> [TRY IT]: Tally the lines in the listing below that contain "tire" and report the tally alone.

> [ENTRIES SUPPLIED]:
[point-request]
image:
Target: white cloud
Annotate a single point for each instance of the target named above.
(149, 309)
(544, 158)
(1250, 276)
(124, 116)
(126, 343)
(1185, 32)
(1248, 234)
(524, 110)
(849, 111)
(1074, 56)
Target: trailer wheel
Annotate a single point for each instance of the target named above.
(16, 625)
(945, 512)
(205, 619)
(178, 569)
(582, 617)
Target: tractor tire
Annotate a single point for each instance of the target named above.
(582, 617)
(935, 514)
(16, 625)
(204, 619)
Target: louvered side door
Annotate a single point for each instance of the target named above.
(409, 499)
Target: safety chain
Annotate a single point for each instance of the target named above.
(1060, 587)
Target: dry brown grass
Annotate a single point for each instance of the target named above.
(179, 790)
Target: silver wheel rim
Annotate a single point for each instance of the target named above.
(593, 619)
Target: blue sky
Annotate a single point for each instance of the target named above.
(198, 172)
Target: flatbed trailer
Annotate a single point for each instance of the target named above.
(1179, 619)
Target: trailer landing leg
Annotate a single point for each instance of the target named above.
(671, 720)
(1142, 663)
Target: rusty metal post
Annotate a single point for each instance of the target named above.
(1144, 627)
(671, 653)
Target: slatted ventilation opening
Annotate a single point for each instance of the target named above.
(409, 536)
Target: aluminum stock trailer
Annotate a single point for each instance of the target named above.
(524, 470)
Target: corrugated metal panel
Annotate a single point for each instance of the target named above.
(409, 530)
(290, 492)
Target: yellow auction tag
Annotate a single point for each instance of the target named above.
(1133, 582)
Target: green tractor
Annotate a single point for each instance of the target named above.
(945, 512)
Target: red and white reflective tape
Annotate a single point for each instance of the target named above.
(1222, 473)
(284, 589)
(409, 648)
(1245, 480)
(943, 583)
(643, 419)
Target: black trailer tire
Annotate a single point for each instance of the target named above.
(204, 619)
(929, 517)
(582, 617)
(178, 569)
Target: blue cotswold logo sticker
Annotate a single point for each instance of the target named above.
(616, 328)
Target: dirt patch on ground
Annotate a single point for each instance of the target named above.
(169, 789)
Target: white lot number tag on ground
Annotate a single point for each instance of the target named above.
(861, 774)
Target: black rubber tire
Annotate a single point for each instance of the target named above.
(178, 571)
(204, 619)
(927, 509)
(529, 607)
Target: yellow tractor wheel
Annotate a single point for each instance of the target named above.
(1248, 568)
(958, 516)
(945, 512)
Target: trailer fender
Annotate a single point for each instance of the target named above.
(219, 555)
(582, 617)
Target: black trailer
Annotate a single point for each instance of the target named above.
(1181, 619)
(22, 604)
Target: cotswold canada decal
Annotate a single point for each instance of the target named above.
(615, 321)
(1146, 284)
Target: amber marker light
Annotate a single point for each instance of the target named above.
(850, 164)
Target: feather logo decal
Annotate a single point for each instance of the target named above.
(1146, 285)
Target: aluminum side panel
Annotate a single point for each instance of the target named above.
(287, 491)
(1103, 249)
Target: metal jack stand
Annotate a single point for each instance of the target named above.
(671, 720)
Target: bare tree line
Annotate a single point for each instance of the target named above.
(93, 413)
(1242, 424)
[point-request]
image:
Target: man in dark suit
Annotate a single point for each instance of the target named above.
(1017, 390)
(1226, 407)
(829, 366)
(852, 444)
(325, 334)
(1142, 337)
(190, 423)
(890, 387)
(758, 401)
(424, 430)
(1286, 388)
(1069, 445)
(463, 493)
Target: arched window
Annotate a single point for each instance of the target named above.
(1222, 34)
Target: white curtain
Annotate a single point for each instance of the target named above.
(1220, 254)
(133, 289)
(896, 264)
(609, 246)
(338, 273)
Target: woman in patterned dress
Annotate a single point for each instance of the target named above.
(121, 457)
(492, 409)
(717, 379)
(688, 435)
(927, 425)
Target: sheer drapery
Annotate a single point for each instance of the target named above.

> [ANSWER SECTION]: 3